Aim of the exercise. Retype all of the records below, line for line, without changing a single character.

Given information.
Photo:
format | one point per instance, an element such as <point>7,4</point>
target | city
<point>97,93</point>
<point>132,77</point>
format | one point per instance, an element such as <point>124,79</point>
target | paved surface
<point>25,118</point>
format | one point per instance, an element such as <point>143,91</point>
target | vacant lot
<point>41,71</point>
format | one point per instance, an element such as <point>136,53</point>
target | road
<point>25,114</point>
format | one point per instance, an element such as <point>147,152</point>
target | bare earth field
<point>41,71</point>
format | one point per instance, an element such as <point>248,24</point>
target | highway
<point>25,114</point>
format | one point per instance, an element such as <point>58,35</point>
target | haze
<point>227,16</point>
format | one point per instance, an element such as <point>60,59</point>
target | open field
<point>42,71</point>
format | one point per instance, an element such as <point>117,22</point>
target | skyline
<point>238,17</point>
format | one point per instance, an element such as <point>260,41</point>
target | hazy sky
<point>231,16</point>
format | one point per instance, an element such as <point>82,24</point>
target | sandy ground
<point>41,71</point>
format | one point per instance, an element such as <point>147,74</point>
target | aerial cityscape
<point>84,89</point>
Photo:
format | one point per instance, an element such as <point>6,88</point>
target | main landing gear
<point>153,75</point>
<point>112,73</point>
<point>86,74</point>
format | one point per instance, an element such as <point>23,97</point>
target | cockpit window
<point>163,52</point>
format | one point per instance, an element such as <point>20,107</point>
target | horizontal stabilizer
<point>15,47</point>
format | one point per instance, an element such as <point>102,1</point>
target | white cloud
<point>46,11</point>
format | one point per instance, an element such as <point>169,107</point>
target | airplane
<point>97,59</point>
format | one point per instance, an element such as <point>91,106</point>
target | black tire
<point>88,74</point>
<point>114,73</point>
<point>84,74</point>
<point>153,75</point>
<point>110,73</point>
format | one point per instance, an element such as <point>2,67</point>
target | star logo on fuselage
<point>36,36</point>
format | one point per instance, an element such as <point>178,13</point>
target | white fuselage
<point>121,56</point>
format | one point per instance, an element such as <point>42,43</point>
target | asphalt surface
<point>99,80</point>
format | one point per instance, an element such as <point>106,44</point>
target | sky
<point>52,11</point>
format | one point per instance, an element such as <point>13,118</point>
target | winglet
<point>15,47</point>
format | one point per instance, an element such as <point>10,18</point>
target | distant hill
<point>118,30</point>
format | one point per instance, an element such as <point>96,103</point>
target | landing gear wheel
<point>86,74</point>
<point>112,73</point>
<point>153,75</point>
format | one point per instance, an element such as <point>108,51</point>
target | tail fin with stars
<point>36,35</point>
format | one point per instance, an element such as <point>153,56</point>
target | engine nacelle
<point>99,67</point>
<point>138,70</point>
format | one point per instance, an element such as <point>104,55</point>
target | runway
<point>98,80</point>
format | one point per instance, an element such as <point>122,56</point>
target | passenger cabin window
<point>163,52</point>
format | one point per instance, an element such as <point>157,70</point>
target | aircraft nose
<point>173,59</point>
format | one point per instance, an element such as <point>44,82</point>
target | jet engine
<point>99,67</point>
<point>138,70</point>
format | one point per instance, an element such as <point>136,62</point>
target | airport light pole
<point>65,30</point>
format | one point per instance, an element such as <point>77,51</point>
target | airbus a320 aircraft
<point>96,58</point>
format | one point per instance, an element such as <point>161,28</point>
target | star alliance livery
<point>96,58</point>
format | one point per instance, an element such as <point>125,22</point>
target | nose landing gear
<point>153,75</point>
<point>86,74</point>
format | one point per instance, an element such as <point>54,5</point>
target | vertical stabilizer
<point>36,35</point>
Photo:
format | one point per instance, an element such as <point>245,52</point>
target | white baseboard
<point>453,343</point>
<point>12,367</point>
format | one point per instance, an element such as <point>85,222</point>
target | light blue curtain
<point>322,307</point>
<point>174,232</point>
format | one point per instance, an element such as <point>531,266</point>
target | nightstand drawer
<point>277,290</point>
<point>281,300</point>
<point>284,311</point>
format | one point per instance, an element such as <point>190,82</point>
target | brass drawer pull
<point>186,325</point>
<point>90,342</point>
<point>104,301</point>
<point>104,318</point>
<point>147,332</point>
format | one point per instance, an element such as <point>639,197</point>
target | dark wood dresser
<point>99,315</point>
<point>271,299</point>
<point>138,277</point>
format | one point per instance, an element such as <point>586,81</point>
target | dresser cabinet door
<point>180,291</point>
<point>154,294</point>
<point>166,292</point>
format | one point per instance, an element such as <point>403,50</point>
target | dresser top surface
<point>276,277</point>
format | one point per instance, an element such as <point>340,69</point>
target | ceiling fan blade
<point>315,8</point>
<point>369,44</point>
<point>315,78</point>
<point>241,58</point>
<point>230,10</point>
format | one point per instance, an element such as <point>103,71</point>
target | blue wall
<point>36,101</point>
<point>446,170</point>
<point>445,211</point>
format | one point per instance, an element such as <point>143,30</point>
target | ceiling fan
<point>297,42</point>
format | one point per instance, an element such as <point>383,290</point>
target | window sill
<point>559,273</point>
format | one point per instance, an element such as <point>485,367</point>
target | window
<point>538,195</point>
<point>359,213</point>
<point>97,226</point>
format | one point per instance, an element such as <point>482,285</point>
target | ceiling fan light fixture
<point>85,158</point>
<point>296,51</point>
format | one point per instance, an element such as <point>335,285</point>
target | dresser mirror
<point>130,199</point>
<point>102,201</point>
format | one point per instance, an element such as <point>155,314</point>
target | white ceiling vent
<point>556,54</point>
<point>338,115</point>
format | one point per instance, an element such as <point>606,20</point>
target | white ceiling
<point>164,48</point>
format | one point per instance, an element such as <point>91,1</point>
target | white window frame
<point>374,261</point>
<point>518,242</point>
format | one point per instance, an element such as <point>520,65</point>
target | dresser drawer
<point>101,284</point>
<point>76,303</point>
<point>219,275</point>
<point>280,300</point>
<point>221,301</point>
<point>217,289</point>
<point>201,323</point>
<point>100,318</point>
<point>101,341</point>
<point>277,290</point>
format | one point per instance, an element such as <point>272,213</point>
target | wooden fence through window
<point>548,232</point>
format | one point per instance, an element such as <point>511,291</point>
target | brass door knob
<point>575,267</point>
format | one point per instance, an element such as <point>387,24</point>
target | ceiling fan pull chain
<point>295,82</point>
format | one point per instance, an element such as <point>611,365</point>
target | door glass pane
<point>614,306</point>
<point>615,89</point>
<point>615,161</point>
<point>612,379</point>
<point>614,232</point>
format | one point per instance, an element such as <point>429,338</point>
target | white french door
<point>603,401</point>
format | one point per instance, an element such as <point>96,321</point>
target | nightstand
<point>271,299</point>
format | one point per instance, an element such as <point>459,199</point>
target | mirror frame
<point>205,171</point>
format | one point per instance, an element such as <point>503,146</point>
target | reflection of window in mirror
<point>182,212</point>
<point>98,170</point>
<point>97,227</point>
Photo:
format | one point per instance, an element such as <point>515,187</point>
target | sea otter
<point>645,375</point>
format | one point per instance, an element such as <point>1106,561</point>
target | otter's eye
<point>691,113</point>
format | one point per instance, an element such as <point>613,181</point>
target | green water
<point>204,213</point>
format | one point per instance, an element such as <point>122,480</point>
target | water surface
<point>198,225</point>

Answer to this problem.
Photo:
format | one point per instance, an element such as <point>7,4</point>
target | city
<point>97,93</point>
<point>132,77</point>
format | one point per instance, an element such as <point>124,79</point>
target | paved surface
<point>25,118</point>
format | one point per instance, an element such as <point>143,91</point>
target | vacant lot
<point>41,71</point>
format | one point per instance, an element such as <point>136,53</point>
target | road
<point>25,114</point>
format | one point per instance, an element such as <point>147,152</point>
target | bare earth field
<point>41,71</point>
format | one point per instance, an element such as <point>248,24</point>
target | highway
<point>25,114</point>
format | one point per instance, an element such as <point>58,35</point>
target | haze
<point>227,16</point>
format | one point per instance, an element such as <point>60,59</point>
target | open field
<point>42,71</point>
format | one point per instance, an element such as <point>117,22</point>
target | skyline
<point>238,17</point>
format | one point per instance, an element such as <point>260,41</point>
target | hazy sky
<point>231,16</point>
format | one point per instance, an element such as <point>82,24</point>
target | sandy ground
<point>41,71</point>
format | one point per instance, an element such as <point>147,74</point>
target | aerial cityscape
<point>84,89</point>
Photo:
format | one point per instance, an element such as <point>6,88</point>
target | main landing gear
<point>153,75</point>
<point>112,73</point>
<point>86,74</point>
format | one point per instance, an element such as <point>23,97</point>
target | cockpit window
<point>163,52</point>
format | one point per instance, an element such as <point>20,107</point>
target | horizontal stabilizer
<point>15,47</point>
format | one point per instance, an element such as <point>102,1</point>
target | white cloud
<point>46,11</point>
format | one point per instance, an element such as <point>169,107</point>
target | airplane
<point>97,59</point>
format | one point per instance, an element such as <point>91,106</point>
target | black tire
<point>88,74</point>
<point>114,73</point>
<point>84,74</point>
<point>153,75</point>
<point>110,73</point>
format | one point per instance, an element such as <point>2,67</point>
target | star logo on fuselage
<point>36,36</point>
format | one point per instance, an element such as <point>178,13</point>
target | white fuselage
<point>121,56</point>
format | one point per instance, an element such as <point>42,43</point>
target | asphalt surface
<point>99,80</point>
format | one point per instance, an element such as <point>106,44</point>
target | sky
<point>52,11</point>
format | one point per instance, an element such as <point>13,118</point>
target | winglet
<point>15,47</point>
format | one point per instance, an element such as <point>10,18</point>
target | distant hill
<point>118,30</point>
format | one point per instance, an element such as <point>96,103</point>
target | landing gear wheel
<point>86,74</point>
<point>112,73</point>
<point>153,75</point>
format | one point per instance, an element such as <point>108,51</point>
target | tail fin with stars
<point>36,35</point>
format | one point per instance, an element such as <point>153,56</point>
target | engine nacelle
<point>99,67</point>
<point>138,70</point>
format | one point per instance, an element such as <point>104,55</point>
target | runway
<point>98,80</point>
format | one point per instance, an element such as <point>122,56</point>
target | passenger cabin window
<point>163,52</point>
format | one point per instance, an element such as <point>157,70</point>
target | aircraft nose
<point>173,59</point>
format | one point per instance, an element such as <point>44,82</point>
target | jet engine
<point>99,67</point>
<point>138,70</point>
format | one point per instance, an element such as <point>136,62</point>
target | airport light pole
<point>65,30</point>
format | one point per instance, an element such as <point>77,51</point>
target | airbus a320 aircraft
<point>96,58</point>
format | one point per instance, an element such as <point>161,28</point>
target | star alliance livery
<point>96,58</point>
format | one point per instance, an element such as <point>125,22</point>
target | nose landing gear
<point>153,75</point>
<point>86,74</point>
format | one point per instance, an element such as <point>54,5</point>
target | vertical stabilizer
<point>36,35</point>
Photo:
format | one point per instance, an element such as <point>245,52</point>
target | white baseboard
<point>453,343</point>
<point>12,367</point>
format | one point per instance, an element such as <point>85,222</point>
target | light blue curtain
<point>322,307</point>
<point>174,232</point>
format | one point per instance, an element such as <point>531,266</point>
target | nightstand drawer
<point>277,290</point>
<point>281,300</point>
<point>284,311</point>
format | one point per instance, an element such as <point>190,82</point>
target | brass drawer pull
<point>186,325</point>
<point>90,342</point>
<point>104,301</point>
<point>104,318</point>
<point>147,332</point>
format | one point per instance, an element such as <point>639,197</point>
target | dark wood dresser
<point>99,315</point>
<point>271,299</point>
<point>138,277</point>
format | one point per instance, an element such as <point>586,81</point>
target | dresser cabinet door
<point>180,291</point>
<point>154,294</point>
<point>166,292</point>
format | one point per instance, an element such as <point>403,50</point>
target | dresser top surface
<point>276,277</point>
format | one point per instance, an element such as <point>340,69</point>
target | ceiling fan blade
<point>315,8</point>
<point>369,44</point>
<point>315,78</point>
<point>241,58</point>
<point>230,10</point>
format | one point per instance, an element such as <point>103,71</point>
target | blue wall
<point>36,101</point>
<point>446,170</point>
<point>445,211</point>
format | one point per instance, an element such as <point>143,30</point>
target | ceiling fan
<point>297,42</point>
format | one point per instance, an element such as <point>383,290</point>
target | window sill
<point>559,273</point>
format | one point per instance, an element such as <point>485,367</point>
target | window
<point>538,195</point>
<point>359,213</point>
<point>97,226</point>
format | one point per instance, an element such as <point>482,285</point>
target | ceiling fan light fixture
<point>85,158</point>
<point>296,51</point>
format | one point per instance, an element such as <point>335,285</point>
target | dresser mirror
<point>130,199</point>
<point>102,201</point>
format | one point per instance, an element such as <point>155,314</point>
target | white ceiling vent
<point>556,54</point>
<point>338,115</point>
format | one point per instance, an element such as <point>606,20</point>
target | white ceiling
<point>164,48</point>
format | one point per instance, an element such as <point>91,1</point>
target | white window frame
<point>374,261</point>
<point>518,242</point>
format | one point per instance, an element such as <point>520,65</point>
target | dresser drawer
<point>101,284</point>
<point>76,303</point>
<point>219,275</point>
<point>280,300</point>
<point>221,301</point>
<point>217,289</point>
<point>201,323</point>
<point>100,318</point>
<point>101,341</point>
<point>277,290</point>
format | one point per instance, an element such as <point>272,213</point>
target | wooden fence through window
<point>548,232</point>
format | one point per instance, an element such as <point>511,291</point>
target | brass door knob
<point>575,267</point>
format | one point per instance, an element such as <point>387,24</point>
target | ceiling fan pull chain
<point>295,82</point>
format | one point per instance, an element such as <point>611,365</point>
target | door glass pane
<point>614,306</point>
<point>615,89</point>
<point>615,161</point>
<point>612,379</point>
<point>614,232</point>
format | one point per instance, an element such as <point>429,338</point>
target | white french door
<point>603,401</point>
format | one point per instance, an element such as <point>96,321</point>
target | nightstand
<point>271,299</point>
format | one point per instance, an element such as <point>459,199</point>
target | mirror frame
<point>205,171</point>
format | one point per instance, an element such as <point>503,146</point>
target | reflection of window in mirror
<point>182,212</point>
<point>98,170</point>
<point>97,227</point>
Photo:
format | one point per instance, an element such as <point>515,187</point>
target | sea otter
<point>645,375</point>
format | one point per instance, an element such as <point>1106,561</point>
target | otter's eye
<point>691,113</point>
format | one point per instance, an element such as <point>613,181</point>
target | green water
<point>204,213</point>
format | one point per instance, an element such as <point>122,480</point>
target | water surface
<point>198,225</point>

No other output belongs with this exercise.